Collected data
★ ★ ★ ★

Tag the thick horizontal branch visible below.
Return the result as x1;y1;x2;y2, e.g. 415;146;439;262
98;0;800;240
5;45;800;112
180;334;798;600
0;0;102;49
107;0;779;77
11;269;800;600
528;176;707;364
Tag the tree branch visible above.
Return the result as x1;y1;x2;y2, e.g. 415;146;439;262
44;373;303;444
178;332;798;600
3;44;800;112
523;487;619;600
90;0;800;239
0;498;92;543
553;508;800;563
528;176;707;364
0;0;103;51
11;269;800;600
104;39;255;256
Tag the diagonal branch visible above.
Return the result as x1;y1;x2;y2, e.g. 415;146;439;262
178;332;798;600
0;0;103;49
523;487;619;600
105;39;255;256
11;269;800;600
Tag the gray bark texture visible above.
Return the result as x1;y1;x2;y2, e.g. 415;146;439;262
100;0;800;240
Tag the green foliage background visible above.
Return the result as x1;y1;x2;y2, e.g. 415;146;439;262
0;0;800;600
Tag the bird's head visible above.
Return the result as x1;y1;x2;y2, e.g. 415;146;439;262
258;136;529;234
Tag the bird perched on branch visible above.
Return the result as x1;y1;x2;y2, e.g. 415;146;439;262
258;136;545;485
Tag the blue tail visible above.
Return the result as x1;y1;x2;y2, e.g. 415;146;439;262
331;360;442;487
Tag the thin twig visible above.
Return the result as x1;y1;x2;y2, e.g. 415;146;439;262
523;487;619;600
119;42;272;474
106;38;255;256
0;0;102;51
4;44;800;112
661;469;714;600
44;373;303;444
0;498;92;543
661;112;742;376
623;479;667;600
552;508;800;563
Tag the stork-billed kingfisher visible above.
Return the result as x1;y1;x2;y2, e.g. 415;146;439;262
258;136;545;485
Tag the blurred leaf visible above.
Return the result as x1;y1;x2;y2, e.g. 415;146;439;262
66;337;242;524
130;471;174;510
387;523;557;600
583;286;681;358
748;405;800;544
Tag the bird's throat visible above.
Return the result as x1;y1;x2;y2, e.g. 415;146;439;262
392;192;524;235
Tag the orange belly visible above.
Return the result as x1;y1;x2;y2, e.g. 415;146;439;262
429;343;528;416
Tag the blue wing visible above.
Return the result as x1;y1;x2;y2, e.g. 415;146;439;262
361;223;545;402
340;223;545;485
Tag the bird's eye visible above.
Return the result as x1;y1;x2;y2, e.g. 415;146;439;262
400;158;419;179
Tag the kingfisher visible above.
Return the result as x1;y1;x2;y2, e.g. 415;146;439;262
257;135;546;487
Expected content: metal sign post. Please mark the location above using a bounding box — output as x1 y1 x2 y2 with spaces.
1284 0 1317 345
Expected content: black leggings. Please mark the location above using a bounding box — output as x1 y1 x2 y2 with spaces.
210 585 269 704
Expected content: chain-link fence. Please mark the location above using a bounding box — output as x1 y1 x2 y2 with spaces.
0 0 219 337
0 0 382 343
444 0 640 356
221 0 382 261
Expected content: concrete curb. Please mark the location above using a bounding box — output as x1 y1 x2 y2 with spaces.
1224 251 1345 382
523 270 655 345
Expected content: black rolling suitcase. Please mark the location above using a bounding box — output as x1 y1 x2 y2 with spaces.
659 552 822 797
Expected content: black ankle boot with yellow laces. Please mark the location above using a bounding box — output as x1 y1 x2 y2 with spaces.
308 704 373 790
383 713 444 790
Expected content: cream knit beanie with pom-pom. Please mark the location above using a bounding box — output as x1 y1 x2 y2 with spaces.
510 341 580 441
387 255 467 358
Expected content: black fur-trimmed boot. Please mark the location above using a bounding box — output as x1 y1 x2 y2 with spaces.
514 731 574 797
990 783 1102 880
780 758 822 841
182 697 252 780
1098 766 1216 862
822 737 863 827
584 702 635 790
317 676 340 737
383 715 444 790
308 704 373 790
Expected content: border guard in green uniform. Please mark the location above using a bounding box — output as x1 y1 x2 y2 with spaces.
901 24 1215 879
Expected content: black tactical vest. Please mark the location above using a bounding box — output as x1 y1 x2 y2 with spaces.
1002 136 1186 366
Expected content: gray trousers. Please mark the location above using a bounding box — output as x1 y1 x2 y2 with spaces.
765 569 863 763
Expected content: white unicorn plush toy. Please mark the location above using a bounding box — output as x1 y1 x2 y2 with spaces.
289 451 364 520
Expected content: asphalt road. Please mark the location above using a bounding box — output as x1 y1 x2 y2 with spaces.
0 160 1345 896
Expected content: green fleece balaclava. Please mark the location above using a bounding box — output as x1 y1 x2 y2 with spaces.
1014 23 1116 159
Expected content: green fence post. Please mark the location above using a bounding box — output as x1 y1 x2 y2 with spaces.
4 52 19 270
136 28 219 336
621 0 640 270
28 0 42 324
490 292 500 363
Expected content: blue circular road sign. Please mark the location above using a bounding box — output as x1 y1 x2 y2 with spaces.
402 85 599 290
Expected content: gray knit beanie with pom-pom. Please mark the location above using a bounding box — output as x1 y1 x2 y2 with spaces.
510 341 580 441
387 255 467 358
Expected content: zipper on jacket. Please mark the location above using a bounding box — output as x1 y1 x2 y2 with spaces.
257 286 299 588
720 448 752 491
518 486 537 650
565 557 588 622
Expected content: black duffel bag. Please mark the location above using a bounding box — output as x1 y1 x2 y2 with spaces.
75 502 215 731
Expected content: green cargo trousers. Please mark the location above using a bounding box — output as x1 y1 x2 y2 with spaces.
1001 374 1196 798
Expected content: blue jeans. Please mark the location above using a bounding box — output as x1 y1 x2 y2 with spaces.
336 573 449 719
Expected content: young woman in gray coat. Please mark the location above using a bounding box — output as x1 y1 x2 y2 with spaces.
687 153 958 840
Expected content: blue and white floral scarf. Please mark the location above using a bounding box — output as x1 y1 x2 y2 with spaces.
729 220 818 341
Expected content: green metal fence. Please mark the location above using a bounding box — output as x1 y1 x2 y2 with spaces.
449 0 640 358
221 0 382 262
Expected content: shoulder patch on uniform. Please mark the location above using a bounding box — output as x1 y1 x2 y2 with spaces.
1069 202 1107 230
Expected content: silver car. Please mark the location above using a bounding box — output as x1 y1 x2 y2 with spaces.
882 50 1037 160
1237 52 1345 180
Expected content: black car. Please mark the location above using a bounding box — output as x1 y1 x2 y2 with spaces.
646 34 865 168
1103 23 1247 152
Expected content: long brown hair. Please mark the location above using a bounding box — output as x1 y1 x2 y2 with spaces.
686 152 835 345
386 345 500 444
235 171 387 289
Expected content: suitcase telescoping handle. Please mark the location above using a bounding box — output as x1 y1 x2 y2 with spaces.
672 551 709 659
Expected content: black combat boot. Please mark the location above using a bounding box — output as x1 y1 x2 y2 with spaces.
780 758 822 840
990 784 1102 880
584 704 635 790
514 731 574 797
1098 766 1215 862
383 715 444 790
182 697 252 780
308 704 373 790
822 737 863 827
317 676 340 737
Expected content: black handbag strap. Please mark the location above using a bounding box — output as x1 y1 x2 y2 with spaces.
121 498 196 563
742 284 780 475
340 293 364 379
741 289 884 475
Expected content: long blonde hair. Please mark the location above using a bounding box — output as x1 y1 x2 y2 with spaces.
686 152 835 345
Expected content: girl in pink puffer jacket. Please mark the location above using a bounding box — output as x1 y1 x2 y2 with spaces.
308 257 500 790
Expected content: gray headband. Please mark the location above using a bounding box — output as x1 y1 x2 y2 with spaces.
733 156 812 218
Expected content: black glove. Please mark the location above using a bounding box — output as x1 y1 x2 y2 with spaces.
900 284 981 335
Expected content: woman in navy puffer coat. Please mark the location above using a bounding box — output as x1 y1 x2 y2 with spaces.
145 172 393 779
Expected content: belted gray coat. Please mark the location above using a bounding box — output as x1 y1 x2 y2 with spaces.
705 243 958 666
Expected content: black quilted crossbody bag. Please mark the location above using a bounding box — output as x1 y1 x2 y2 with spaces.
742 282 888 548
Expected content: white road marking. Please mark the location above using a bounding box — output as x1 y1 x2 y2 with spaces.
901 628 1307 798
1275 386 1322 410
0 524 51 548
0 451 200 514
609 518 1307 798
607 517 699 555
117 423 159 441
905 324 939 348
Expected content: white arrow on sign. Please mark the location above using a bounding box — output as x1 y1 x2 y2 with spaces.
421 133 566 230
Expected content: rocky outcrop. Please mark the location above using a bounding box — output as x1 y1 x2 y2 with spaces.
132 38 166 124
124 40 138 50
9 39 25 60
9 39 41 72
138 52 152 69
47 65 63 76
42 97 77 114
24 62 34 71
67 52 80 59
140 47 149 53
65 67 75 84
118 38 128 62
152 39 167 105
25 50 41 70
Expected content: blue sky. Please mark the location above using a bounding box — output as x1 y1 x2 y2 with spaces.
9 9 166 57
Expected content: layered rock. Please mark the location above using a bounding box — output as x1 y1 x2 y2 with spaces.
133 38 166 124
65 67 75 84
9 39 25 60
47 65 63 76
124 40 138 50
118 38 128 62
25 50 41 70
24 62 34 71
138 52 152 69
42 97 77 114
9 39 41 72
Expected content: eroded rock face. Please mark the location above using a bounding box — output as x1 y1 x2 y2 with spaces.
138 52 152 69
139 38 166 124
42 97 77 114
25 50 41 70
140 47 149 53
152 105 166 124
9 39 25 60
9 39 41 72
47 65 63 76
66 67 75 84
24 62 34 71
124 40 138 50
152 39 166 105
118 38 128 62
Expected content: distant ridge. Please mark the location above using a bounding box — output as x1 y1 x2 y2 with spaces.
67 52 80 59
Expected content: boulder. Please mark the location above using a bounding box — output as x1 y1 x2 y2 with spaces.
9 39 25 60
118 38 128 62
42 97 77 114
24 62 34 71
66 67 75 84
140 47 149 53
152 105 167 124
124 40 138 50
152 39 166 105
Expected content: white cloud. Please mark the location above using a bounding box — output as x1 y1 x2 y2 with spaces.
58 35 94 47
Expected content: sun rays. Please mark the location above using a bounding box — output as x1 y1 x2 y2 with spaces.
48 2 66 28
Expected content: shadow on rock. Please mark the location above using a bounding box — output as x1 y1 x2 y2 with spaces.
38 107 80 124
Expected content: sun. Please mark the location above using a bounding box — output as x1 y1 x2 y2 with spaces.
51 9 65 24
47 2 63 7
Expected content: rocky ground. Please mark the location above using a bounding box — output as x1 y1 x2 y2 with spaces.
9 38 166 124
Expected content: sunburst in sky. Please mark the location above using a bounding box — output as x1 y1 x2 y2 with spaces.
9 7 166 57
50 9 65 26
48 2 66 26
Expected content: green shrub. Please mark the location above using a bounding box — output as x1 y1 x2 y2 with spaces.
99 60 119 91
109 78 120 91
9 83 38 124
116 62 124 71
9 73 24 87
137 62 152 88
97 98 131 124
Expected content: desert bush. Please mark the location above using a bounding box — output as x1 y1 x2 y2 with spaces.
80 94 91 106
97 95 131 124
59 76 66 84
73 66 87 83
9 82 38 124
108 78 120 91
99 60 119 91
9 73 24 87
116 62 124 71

★ ★ ★ ★

● Instructions for the task
Copy the records above word for word, starting at the line that contains "Tag the tree branch visible above." and ending at the line that contains "392;192;524;235".

● Output for this exercise
Tag the tree branch visible above.
Return the result as x1;y1;x2;y2, e.g. 415;146;439;262
44;373;303;444
178;332;798;600
3;44;800;112
523;487;619;600
90;0;800;239
0;498;92;543
553;508;800;563
528;176;707;364
0;0;103;51
11;269;800;600
104;39;255;256
Tag the diagonal branch visible above.
Return the result as x1;y1;x2;y2, e.g. 415;146;439;262
178;332;798;600
0;0;103;49
523;487;619;600
105;39;255;256
11;269;800;600
Tag the gray bark texture visible above.
Return the result as x1;y1;x2;y2, e.g. 415;146;439;262
100;0;800;240
Tag the green foliage background visible above.
Return the result as x1;y1;x2;y2, e.g. 415;146;439;262
0;0;800;600
Tag the bird's head visible above.
Return the result as x1;y1;x2;y2, e.g. 415;146;439;262
258;136;529;234
Tag the bird perched on branch visible above.
Return the result as x1;y1;x2;y2, e.g. 415;146;439;262
258;136;545;485
Tag the blue tail visible above.
Return the result as x1;y1;x2;y2, e.g. 415;146;439;262
331;360;442;487
Tag the thin twig visible above.
Return the result as x1;y1;x2;y2, e.g. 415;146;439;262
523;487;619;600
119;42;272;474
106;38;255;256
0;0;102;51
4;44;800;112
661;469;714;600
44;373;303;444
0;498;92;543
661;112;742;376
623;479;667;600
552;508;800;563
Tag the stork-billed kingfisher visible above.
Return the result as x1;y1;x2;y2, e.g. 415;146;439;262
258;136;545;485
Tag the blurred leaf visible above.
Return the result as x1;y1;x2;y2, e.g. 415;146;439;262
66;337;242;524
130;471;174;510
387;523;557;600
583;286;681;358
748;405;800;544
Tag the bird's throat visible above.
Return the result as x1;y1;x2;y2, e.g. 415;146;439;262
392;192;524;235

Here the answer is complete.